**抜粋**.
モデレーター:特定非営利活動法人 都市デザインワークス 代表理事 榊原 進氏

事例提供①
「JOZENJI STREET Circular Project」
一般社団法人定禅寺通エリアマネジメント 大井 菜摘氏
アサヒユウアス株式会社 古原 徹氏

一般社団法人定禅寺通エリアマネジメント 大井 菜摘氏(左)、
アサヒユウアス株式会社 古原 徹氏(右)

榊原

 第一部のミニレクチャーとキーノートトークのお話から、ものづくりだけでなくサービスも含めたアライアンスから、どう資源の循環を作っていけるかという課題があがりました。そのヒントが、定禅寺通で行われたプロジェクトにあるのではないかと考えています。まずは、定禅寺通のケヤキの剪定枝と、仙台市の各家庭から収集したプラスチック資源を混合して「JSCタンブラー」を制作し「JOZENJI STREET Circular Project」についてお話をいただきます。

大井

 定禅寺通でまちづくりに関わる活動をしています、定禅寺通エリアマネジメント(JSAM)の大井と申します。仙台市は、2023年に環境省が実施する「脱炭素先行地域」に選定され、定禅寺通を含む3つのエリアで脱炭素化の取り組みが進められています。「JSCタンブラー」はその一環として生まれました。

 定禅寺通のアイデンティティであるケヤキの木ですが、毎年剪定された枝は活用されずに焼却処分されていました。そこで剪定枝を使ったサステナブルな取り組みを検討していた時に、並行して仙台市が家庭から出るプラスチック資源を製品化する段取りが進められていたので、この2つを使って定禅寺通のブランディングにつながるプロダクトを作ることになりました。全体の統括はJSAM、原料提供は仙台市、そしてサステナブル商品の開発・製造に携わるアサヒユウアスと3者による協働によって「JSCタンブラー」が誕生しました。

**項目一覧**.
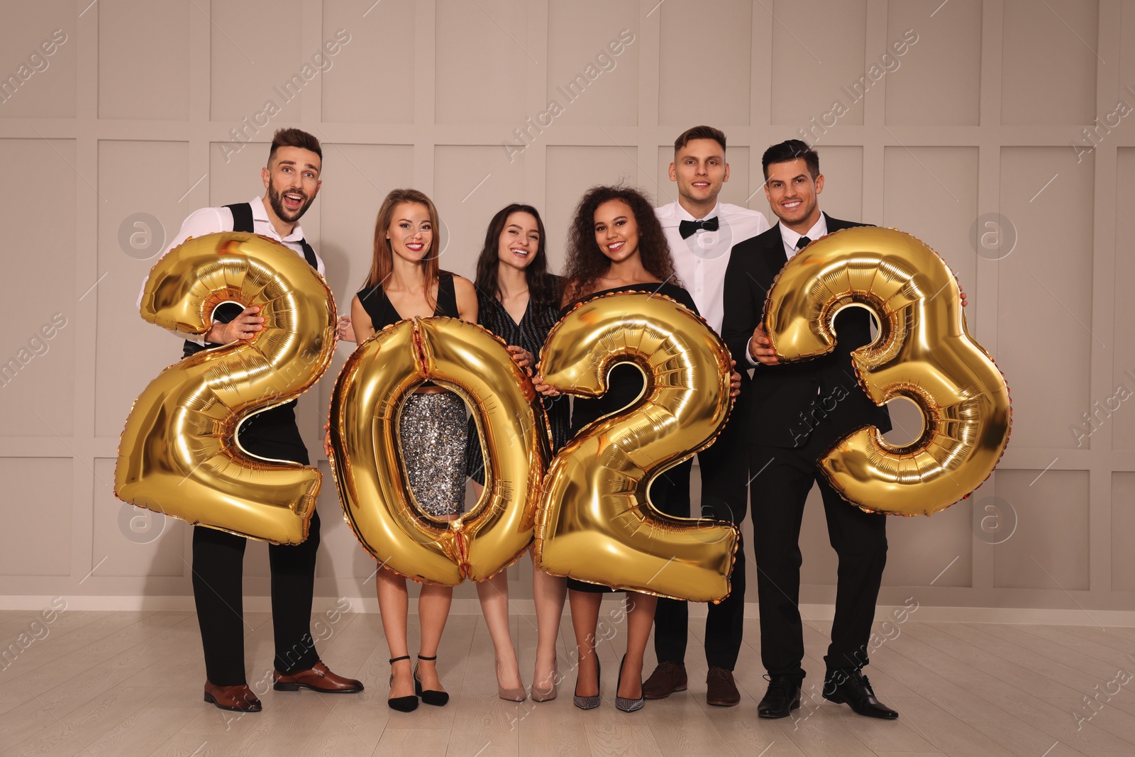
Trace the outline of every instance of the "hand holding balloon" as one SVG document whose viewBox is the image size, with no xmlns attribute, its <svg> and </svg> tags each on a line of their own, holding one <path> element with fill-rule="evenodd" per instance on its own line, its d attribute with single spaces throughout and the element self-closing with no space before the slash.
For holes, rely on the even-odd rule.
<svg viewBox="0 0 1135 757">
<path fill-rule="evenodd" d="M 258 305 L 251 305 L 241 311 L 241 314 L 227 323 L 217 321 L 205 334 L 205 342 L 212 344 L 230 344 L 238 339 L 251 339 L 263 330 L 264 319 L 257 313 L 260 312 Z"/>
<path fill-rule="evenodd" d="M 532 363 L 535 362 L 532 360 L 532 353 L 530 353 L 528 350 L 524 350 L 523 347 L 518 347 L 512 344 L 505 347 L 505 350 L 508 351 L 508 356 L 512 358 L 512 362 L 516 363 L 526 371 L 531 372 Z"/>
<path fill-rule="evenodd" d="M 749 356 L 762 365 L 780 364 L 776 351 L 773 350 L 773 343 L 765 333 L 764 323 L 758 323 L 757 328 L 753 329 L 753 339 L 749 340 Z"/>
<path fill-rule="evenodd" d="M 339 316 L 339 322 L 336 323 L 336 331 L 340 342 L 354 343 L 354 327 L 351 325 L 350 316 Z"/>
</svg>

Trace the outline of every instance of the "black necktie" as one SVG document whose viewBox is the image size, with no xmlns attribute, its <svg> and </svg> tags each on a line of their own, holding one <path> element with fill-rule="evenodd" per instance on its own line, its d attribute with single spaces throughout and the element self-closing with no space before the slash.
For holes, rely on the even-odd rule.
<svg viewBox="0 0 1135 757">
<path fill-rule="evenodd" d="M 698 229 L 705 229 L 706 232 L 717 230 L 717 217 L 707 218 L 704 221 L 682 221 L 678 225 L 678 230 L 682 235 L 683 239 L 688 239 L 693 236 L 693 233 Z"/>
</svg>

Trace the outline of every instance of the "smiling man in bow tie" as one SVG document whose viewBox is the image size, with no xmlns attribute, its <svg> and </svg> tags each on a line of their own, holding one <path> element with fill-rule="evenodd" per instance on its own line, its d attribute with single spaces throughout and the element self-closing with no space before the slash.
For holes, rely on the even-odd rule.
<svg viewBox="0 0 1135 757">
<path fill-rule="evenodd" d="M 674 162 L 670 180 L 678 185 L 678 200 L 655 209 L 670 242 L 674 269 L 698 311 L 718 334 L 724 313 L 723 289 L 730 251 L 734 244 L 768 228 L 768 221 L 756 210 L 718 202 L 717 195 L 729 180 L 725 162 L 725 135 L 712 126 L 695 126 L 674 141 Z M 741 372 L 741 395 L 733 406 L 734 417 L 747 399 L 749 376 Z M 724 520 L 740 525 L 745 519 L 748 461 L 746 445 L 739 436 L 739 422 L 729 422 L 714 444 L 698 453 L 701 473 L 703 518 Z M 666 512 L 690 516 L 690 466 L 679 465 L 663 473 L 674 483 Z M 741 700 L 733 682 L 733 667 L 741 650 L 745 616 L 745 550 L 738 542 L 732 574 L 732 591 L 717 605 L 709 605 L 706 619 L 705 650 L 709 673 L 706 678 L 706 701 L 730 707 Z M 686 641 L 689 615 L 687 603 L 658 599 L 654 620 L 654 649 L 658 667 L 642 684 L 642 696 L 662 699 L 674 691 L 684 691 Z"/>
</svg>

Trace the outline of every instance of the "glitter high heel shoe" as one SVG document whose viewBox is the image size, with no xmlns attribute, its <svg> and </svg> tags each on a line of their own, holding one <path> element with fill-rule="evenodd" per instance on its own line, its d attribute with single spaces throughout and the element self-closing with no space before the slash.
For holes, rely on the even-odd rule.
<svg viewBox="0 0 1135 757">
<path fill-rule="evenodd" d="M 595 654 L 595 653 L 592 653 Z M 599 688 L 600 676 L 603 674 L 603 667 L 599 665 L 599 658 L 595 658 L 595 688 Z M 579 691 L 579 674 L 575 675 L 575 691 Z M 600 690 L 602 691 L 602 690 Z M 572 696 L 572 701 L 580 709 L 595 709 L 599 706 L 599 695 L 594 697 L 581 697 L 578 693 Z"/>
</svg>

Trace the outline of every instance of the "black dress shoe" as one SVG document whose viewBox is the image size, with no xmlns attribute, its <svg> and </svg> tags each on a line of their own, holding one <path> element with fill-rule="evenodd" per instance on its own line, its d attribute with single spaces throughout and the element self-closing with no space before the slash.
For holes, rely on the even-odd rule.
<svg viewBox="0 0 1135 757">
<path fill-rule="evenodd" d="M 899 714 L 875 699 L 871 681 L 863 671 L 842 667 L 827 671 L 824 679 L 824 699 L 851 706 L 859 715 L 880 717 L 884 721 L 898 720 Z"/>
<path fill-rule="evenodd" d="M 760 717 L 788 717 L 800 707 L 800 679 L 796 675 L 766 675 L 768 690 L 757 705 Z"/>
</svg>

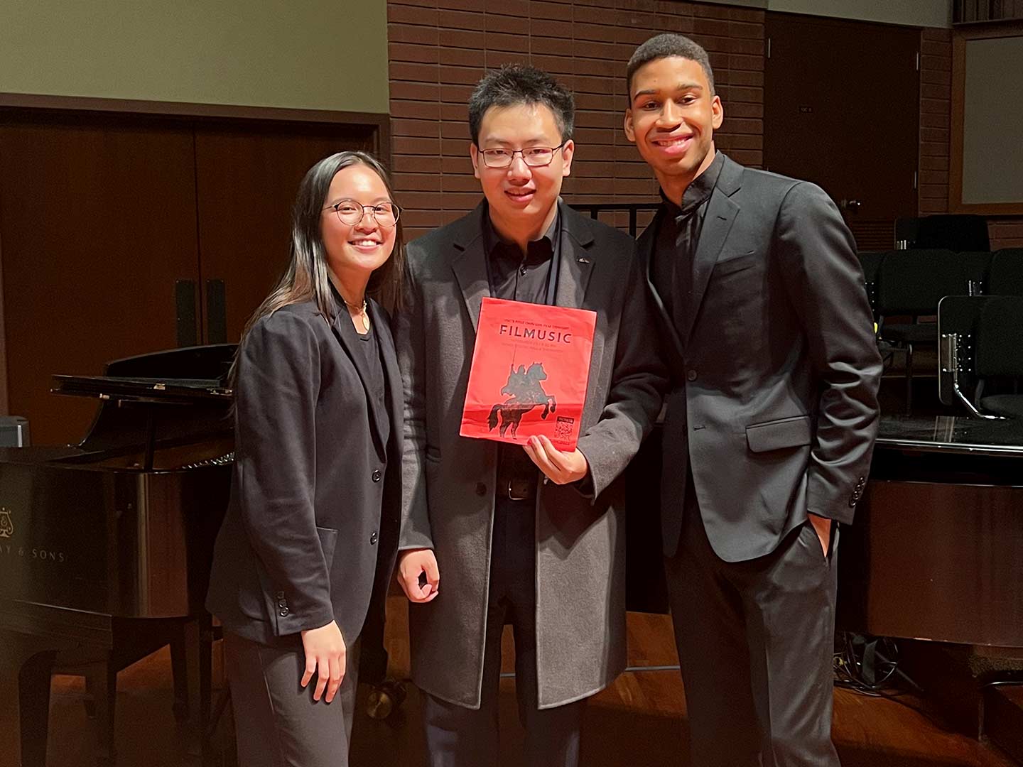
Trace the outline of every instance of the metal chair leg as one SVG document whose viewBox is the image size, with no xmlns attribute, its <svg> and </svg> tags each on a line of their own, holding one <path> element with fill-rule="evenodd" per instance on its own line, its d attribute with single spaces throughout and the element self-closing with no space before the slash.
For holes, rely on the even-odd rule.
<svg viewBox="0 0 1023 767">
<path fill-rule="evenodd" d="M 913 415 L 913 344 L 905 345 L 905 414 Z"/>
</svg>

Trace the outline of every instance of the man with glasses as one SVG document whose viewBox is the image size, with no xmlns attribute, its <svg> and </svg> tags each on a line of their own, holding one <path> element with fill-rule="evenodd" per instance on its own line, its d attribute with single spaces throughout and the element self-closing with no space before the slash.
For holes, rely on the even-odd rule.
<svg viewBox="0 0 1023 767">
<path fill-rule="evenodd" d="M 515 634 L 526 763 L 576 765 L 582 702 L 625 667 L 622 471 L 665 373 L 631 237 L 564 205 L 572 95 L 505 66 L 470 99 L 484 199 L 408 247 L 399 579 L 431 765 L 497 764 L 501 632 Z M 596 312 L 578 448 L 458 436 L 484 297 Z M 438 587 L 443 576 L 444 595 Z"/>
</svg>

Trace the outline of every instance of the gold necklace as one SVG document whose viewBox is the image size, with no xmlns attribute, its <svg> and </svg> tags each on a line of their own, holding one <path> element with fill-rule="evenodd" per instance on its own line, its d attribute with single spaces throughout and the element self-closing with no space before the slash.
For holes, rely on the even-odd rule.
<svg viewBox="0 0 1023 767">
<path fill-rule="evenodd" d="M 366 300 L 363 299 L 361 305 L 349 303 L 348 299 L 346 299 L 344 296 L 341 297 L 341 300 L 345 302 L 345 306 L 347 306 L 349 309 L 356 310 L 361 315 L 362 330 L 363 332 L 369 332 L 369 315 L 366 314 Z"/>
</svg>

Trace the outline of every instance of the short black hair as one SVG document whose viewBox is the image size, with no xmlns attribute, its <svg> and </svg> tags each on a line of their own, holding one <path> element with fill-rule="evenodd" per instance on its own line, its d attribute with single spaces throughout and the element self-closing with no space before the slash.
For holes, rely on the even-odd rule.
<svg viewBox="0 0 1023 767">
<path fill-rule="evenodd" d="M 480 145 L 480 125 L 491 106 L 543 104 L 554 115 L 562 141 L 572 138 L 575 124 L 575 99 L 572 91 L 550 75 L 526 64 L 503 64 L 488 72 L 476 84 L 469 97 L 469 132 L 473 143 Z"/>
<path fill-rule="evenodd" d="M 632 57 L 629 58 L 629 63 L 625 67 L 626 87 L 628 89 L 625 95 L 629 99 L 629 103 L 632 102 L 632 76 L 636 74 L 636 70 L 646 63 L 656 61 L 658 58 L 667 58 L 668 56 L 681 56 L 700 64 L 700 67 L 704 71 L 704 75 L 707 76 L 707 83 L 710 85 L 710 94 L 714 95 L 714 71 L 710 67 L 710 58 L 707 57 L 707 51 L 704 50 L 702 45 L 683 35 L 665 33 L 652 37 L 632 52 Z"/>
</svg>

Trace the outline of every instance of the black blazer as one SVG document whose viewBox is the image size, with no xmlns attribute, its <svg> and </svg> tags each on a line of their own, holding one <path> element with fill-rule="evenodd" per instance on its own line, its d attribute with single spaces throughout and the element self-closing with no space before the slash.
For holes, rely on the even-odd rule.
<svg viewBox="0 0 1023 767">
<path fill-rule="evenodd" d="M 725 157 L 681 332 L 650 282 L 663 216 L 638 247 L 672 372 L 665 554 L 678 543 L 686 463 L 707 537 L 727 561 L 772 551 L 807 511 L 852 522 L 877 436 L 881 358 L 838 209 L 814 184 Z"/>
<path fill-rule="evenodd" d="M 401 502 L 401 376 L 388 317 L 369 302 L 386 397 L 371 402 L 341 331 L 312 302 L 246 335 L 235 385 L 231 500 L 207 607 L 263 643 L 337 621 L 359 636 L 374 576 L 390 577 Z M 382 425 L 391 421 L 387 445 Z M 383 592 L 383 589 L 380 590 Z"/>
</svg>

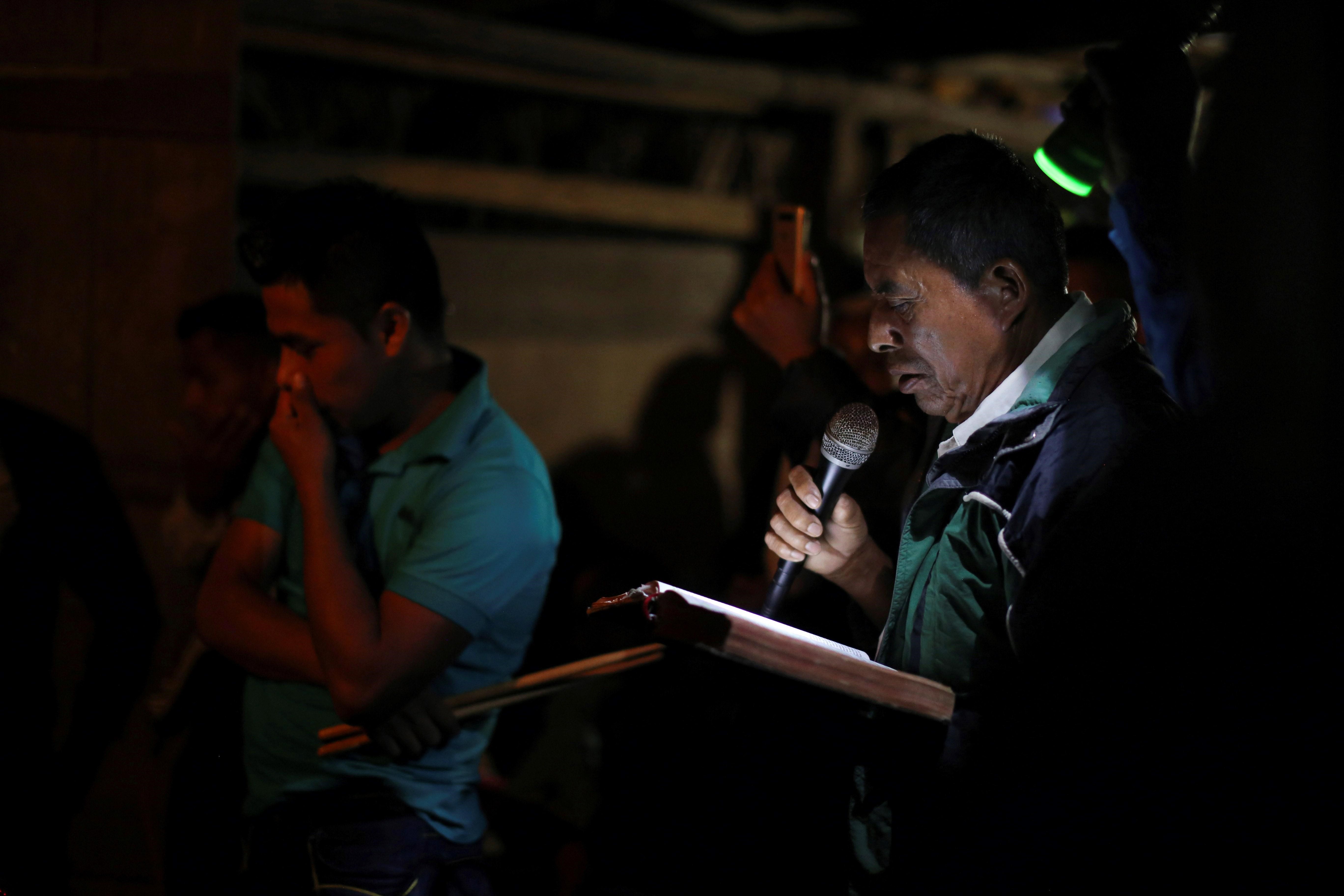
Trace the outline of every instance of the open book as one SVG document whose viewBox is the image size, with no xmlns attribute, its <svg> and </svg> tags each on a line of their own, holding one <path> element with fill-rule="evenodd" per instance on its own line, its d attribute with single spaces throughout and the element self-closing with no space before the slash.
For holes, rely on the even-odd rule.
<svg viewBox="0 0 1344 896">
<path fill-rule="evenodd" d="M 739 607 L 650 582 L 603 598 L 589 613 L 642 603 L 659 639 L 681 641 L 766 672 L 903 709 L 938 721 L 952 717 L 952 688 L 874 662 L 862 650 L 820 638 Z"/>
</svg>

**記述課題**.
a – 抜粋の「モデレーター:特定非営利活動法人 都市デザインワークス 代表理事」から「STREET Circular Project」についてお話をいただきます。」までの部分を、一字も変えずに書き写すこと。
b – 次の(i)～(iii)がそれぞれ抜粋の内容と合うかどうかを「はい」か「いいえ」で答え、判断の根拠となる抜粋の語句を正確に引用すること。(i) 定禅寺通を含む3つのエリアで脱炭素化の取り組みが進められている。(ii) 定禅寺通のケヤキの剪定枝は、毎年何らかの形で活用されていた。(iii) 「JSCタンブラー」の原料提供はアサヒユウアスが担った。

**課題の解答**.
a –
モデレーター:特定非営利活動法人 都市デザインワークス 代表理事 榊原 進氏

事例提供①
「JOZENJI STREET Circular Project」
一般社団法人定禅寺通エリアマネジメント 大井 菜摘氏
アサヒユウアス株式会社 古原 徹氏

一般社団法人定禅寺通エリアマネジメント 大井 菜摘氏(左)、
アサヒユウアス株式会社 古原 徹氏(右)

榊原

 第一部のミニレクチャーとキーノートトークのお話から、ものづくりだけでなくサービスも含めたアライアンスから、どう資源の循環を作っていけるかという課題があがりました。そのヒントが、定禅寺通で行われたプロジェクトにあるのではないかと考えています。まずは、定禅寺通のケヤキの剪定枝と、仙台市の各家庭から収集したプラスチック資源を混合して「JSCタンブラー」を制作し「JOZENJI STREET Circular Project」についてお話をいただきます。

b –
(i) はい。「定禅寺通を含む3つのエリアで脱炭素化の取り組みが進められています」
(ii) いいえ。「毎年剪定された枝は活用されずに焼却処分されていました」
(iii) いいえ。「原料提供は仙台市」